__DESCRIPTION OF THE TASK__
Write out each entry again. Keep every word exactly as it is.

Point-per-instance localization data:
■ ■ ■ ■ ■
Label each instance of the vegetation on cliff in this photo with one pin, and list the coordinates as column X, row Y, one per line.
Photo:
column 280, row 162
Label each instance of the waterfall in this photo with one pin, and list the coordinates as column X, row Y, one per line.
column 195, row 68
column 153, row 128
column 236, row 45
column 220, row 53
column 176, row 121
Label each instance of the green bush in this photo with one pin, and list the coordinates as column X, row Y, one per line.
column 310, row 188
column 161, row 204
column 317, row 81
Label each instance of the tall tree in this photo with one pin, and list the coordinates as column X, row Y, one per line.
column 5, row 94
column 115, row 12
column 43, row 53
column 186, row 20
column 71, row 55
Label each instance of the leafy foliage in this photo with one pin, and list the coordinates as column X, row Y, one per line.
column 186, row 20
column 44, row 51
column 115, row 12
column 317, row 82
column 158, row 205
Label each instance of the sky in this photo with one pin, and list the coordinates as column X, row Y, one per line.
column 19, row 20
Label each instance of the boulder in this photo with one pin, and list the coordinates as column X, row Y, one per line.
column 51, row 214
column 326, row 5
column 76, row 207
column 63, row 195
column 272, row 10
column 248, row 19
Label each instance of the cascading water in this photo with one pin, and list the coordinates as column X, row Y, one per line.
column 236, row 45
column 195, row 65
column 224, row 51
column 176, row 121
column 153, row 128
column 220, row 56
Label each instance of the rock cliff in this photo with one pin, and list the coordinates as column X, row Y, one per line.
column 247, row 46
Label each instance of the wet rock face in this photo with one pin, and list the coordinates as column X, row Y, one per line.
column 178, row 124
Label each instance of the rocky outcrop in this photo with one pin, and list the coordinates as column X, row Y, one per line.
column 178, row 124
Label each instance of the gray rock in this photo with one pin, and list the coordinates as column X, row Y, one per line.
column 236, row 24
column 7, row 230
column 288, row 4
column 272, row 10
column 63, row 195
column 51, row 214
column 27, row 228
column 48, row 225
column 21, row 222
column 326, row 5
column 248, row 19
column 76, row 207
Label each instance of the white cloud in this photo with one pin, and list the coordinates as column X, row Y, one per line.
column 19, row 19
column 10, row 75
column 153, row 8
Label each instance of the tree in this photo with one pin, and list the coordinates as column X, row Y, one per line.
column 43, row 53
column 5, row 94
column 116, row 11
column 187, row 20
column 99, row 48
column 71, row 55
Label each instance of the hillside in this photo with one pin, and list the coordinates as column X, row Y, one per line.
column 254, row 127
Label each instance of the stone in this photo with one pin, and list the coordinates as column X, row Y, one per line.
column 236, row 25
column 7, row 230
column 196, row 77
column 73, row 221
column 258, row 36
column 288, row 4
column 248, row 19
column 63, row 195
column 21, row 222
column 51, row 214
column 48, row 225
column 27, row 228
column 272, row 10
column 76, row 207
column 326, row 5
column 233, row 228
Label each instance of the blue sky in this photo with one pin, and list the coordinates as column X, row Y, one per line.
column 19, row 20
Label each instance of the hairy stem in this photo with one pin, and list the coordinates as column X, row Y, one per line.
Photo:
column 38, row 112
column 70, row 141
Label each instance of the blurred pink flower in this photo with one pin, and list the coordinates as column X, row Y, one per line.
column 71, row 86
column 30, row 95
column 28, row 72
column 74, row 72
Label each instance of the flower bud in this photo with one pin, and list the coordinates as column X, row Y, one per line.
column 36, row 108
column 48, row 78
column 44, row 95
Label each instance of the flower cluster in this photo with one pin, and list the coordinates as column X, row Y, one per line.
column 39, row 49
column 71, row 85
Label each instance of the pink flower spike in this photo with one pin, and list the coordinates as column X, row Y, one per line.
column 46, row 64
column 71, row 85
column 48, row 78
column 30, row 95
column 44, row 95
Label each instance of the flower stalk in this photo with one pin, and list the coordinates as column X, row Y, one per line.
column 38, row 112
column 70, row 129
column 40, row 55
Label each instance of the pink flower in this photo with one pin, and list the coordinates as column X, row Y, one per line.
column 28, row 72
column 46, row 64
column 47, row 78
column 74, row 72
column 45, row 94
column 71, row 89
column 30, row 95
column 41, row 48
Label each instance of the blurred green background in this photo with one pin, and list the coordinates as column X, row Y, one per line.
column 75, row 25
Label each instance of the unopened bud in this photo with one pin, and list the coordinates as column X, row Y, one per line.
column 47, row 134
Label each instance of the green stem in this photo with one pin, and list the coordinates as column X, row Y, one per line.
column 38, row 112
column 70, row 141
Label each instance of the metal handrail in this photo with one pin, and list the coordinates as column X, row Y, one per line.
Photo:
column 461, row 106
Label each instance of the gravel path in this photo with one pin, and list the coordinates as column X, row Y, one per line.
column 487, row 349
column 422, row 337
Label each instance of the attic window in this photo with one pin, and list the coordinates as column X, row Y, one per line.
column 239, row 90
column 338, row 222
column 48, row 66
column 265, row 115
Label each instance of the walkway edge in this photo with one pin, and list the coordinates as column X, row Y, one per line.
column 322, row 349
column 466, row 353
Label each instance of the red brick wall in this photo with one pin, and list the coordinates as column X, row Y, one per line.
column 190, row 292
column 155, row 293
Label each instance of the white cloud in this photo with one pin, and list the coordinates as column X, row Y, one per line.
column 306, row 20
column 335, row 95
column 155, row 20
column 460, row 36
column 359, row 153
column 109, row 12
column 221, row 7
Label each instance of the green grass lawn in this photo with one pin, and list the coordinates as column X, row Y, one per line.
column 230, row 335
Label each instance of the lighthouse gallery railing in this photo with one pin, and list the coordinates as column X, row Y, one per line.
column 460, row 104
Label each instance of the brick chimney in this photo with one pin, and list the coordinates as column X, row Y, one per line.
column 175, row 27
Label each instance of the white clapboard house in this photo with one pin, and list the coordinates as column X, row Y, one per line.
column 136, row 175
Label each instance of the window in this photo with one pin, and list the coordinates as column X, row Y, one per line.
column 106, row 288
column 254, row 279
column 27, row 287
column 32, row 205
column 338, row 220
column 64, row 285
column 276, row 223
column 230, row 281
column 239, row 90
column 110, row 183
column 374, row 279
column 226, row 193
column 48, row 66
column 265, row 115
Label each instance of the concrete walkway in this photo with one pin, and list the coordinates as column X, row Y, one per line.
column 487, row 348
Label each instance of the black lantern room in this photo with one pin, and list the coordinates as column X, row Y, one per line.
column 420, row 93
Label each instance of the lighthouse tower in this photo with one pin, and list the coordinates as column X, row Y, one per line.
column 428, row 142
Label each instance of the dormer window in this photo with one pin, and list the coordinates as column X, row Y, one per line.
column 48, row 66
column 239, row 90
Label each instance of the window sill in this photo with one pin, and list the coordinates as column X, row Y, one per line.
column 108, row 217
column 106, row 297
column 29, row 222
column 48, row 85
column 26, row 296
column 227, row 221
■ ■ ■ ■ ■
__ANSWER FOR THIS EXERCISE__
Label each instance of the vegetation on cliff in this photo with one pin, and list the coordinates as column X, row Y, one per line.
Photo:
column 280, row 162
Label each instance of the waterfall in this photo with one pin, and list the coordinates as column X, row Y, one per line.
column 195, row 68
column 153, row 128
column 236, row 45
column 220, row 53
column 176, row 121
Label each instance of the green bush in this photo with one pin, and list the coordinates as column X, row Y, one per line.
column 310, row 188
column 161, row 204
column 317, row 81
Label each instance of the tall tree in this photo with one pin, and list the coordinates as column X, row Y, one per line.
column 5, row 94
column 115, row 12
column 43, row 53
column 186, row 20
column 71, row 55
Label each instance of the leafy foliage in this photo with one pin, and list the coordinates as column X, row Y, one per line.
column 186, row 20
column 44, row 51
column 115, row 12
column 317, row 82
column 158, row 205
Label each instance of the sky in this photo with one pin, and list the coordinates as column X, row Y, one per line.
column 19, row 20
Label each instance of the boulder in this photo with one pin, and list the coordinates as column X, row Y, one per line.
column 51, row 214
column 326, row 5
column 76, row 207
column 63, row 195
column 272, row 10
column 248, row 19
Label each instance of the cascading water in this photo with one pin, and list the coordinates as column X, row Y, one per line.
column 236, row 45
column 195, row 65
column 224, row 51
column 176, row 121
column 153, row 128
column 220, row 56
Label each instance of the rock cliff in this photo with one pin, and list the coordinates as column X, row Y, one per line.
column 247, row 46
Label each instance of the wet rock face in this photo with one pin, and list the coordinates as column X, row Y, one per line.
column 178, row 124
Label each instance of the rocky outcrop in this photo with one pin, and list the coordinates as column X, row Y, one per line.
column 178, row 124
Label each instance of the gray rock in this photo with one pin, and list the coordinates as column X, row Y, one per line.
column 236, row 24
column 7, row 230
column 288, row 4
column 272, row 10
column 63, row 195
column 51, row 214
column 27, row 228
column 48, row 225
column 21, row 222
column 326, row 5
column 248, row 19
column 76, row 207
Label each instance of the white cloud in this photo with one pin, and list the coordinates as column X, row Y, one per line.
column 19, row 19
column 10, row 75
column 153, row 8
Label each instance of the tree in this photo with one pin, and list the coordinates as column X, row Y, one per line.
column 43, row 53
column 5, row 94
column 116, row 11
column 187, row 20
column 99, row 48
column 71, row 55
Label each instance of the hillside in this photo with one pin, and list the coordinates as column X, row Y, one per line.
column 254, row 127
Label each instance of the stone in this photo with one pin, and list the coordinates as column X, row Y, one per line.
column 236, row 25
column 7, row 230
column 196, row 77
column 73, row 221
column 258, row 36
column 288, row 4
column 248, row 19
column 63, row 195
column 21, row 222
column 51, row 214
column 48, row 225
column 27, row 228
column 272, row 10
column 76, row 207
column 326, row 5
column 233, row 228
Label each instance of the blue sky in this photo with one pin, and list the coordinates as column X, row Y, one per line.
column 19, row 20
Label each instance of the hairy stem in this photo with one pin, and list the coordinates as column X, row Y, one per line.
Photo:
column 38, row 112
column 70, row 141
Label each instance of the blurred pink flower in this photo with one pin, and list the coordinates as column X, row Y, one per line.
column 71, row 86
column 30, row 95
column 28, row 72
column 74, row 72
Label each instance of the flower bud in this photo with one pin, and list the coordinates as column X, row Y, one per line.
column 36, row 108
column 48, row 78
column 44, row 95
Label each instance of the flower cluster in this photo with one pin, and list the coordinates as column X, row Y, one per line.
column 39, row 49
column 71, row 85
Label each instance of the pink flower spike in this photo with one pin, and list the coordinates as column X, row Y, one per line.
column 46, row 64
column 71, row 85
column 48, row 78
column 30, row 95
column 44, row 95
Label each instance of the flower stalk in this photo with one pin, and list the coordinates as column X, row Y, one per line.
column 38, row 112
column 70, row 129
column 40, row 55
Label each instance of the pink flower in this photo with one pin, and list the coordinates as column X, row Y, one per line.
column 28, row 72
column 46, row 64
column 47, row 78
column 74, row 72
column 45, row 94
column 71, row 89
column 30, row 95
column 41, row 48
Label each instance of the blurred green background in this photo with one pin, and list the coordinates as column X, row Y, one per line.
column 75, row 25
Label each instance of the unopened bud in this photo with one pin, and list the coordinates as column X, row Y, one per line.
column 47, row 134
Label each instance of the green stem in this photo with one pin, and list the coordinates as column X, row Y, one per line.
column 38, row 112
column 70, row 141
Label each instance of the metal handrail in this photo with one pin, and list the coordinates as column X, row Y, one per line.
Photo:
column 461, row 106
Label each instance of the gravel path in this photo with one pin, and list the coordinates as column X, row Y, one per line.
column 487, row 349
column 422, row 337
Label each instance of the attic window in this photo with one pin, and list the coordinates as column X, row Y, one per line.
column 239, row 90
column 338, row 222
column 48, row 66
column 265, row 115
Label each instance of the walkway edge in this photo with one pin, and list the coordinates as column X, row Y, one per line.
column 322, row 349
column 466, row 353
Label each instance of the red brick wall in this photo with one pin, and list the coordinates as column X, row Y, one per line.
column 190, row 292
column 155, row 293
Label each instance of the white cloud in this photo with one pin, and list the coordinates as column X, row Y, one per line.
column 306, row 20
column 335, row 95
column 155, row 20
column 460, row 36
column 359, row 153
column 109, row 12
column 221, row 7
Label each instance of the green grass lawn in this photo with one pin, and list the coordinates as column X, row Y, one per line.
column 230, row 335
Label each instance of the lighthouse gallery railing in this photo with one pin, and list the coordinates as column X, row Y, one per line.
column 460, row 104
Label each instance of the brick chimney in this photo with one pin, and list the coordinates as column X, row Y, one per line.
column 175, row 27
Label each instance of the white clapboard house in this photo with one pin, and list the coordinates as column X, row Y, one per line.
column 136, row 175
Label each instance of the window in this photo with one pin, and list the coordinates as column X, row Y, one per line.
column 106, row 288
column 254, row 279
column 27, row 287
column 32, row 205
column 338, row 220
column 64, row 285
column 276, row 223
column 230, row 281
column 239, row 90
column 110, row 183
column 374, row 279
column 226, row 193
column 48, row 66
column 265, row 115
Label each instance of the concrete walkway in this photo with one pin, and list the coordinates as column X, row Y, one per line.
column 487, row 348
Label each instance of the black lantern room in this photo with one pin, and list the coordinates as column X, row Y, one per line.
column 420, row 93
Label each instance of the lighthouse tower in this photo with one pin, and list the coordinates as column X, row Y, one per line.
column 428, row 142
Label each instance of the dormer window in this photo with one pin, and list the coordinates as column X, row Y, one per line.
column 48, row 66
column 239, row 90
Label each instance of the window sill in this photo with one pin, and list the coordinates as column X, row Y, one per line.
column 108, row 217
column 106, row 297
column 29, row 222
column 48, row 85
column 26, row 296
column 227, row 221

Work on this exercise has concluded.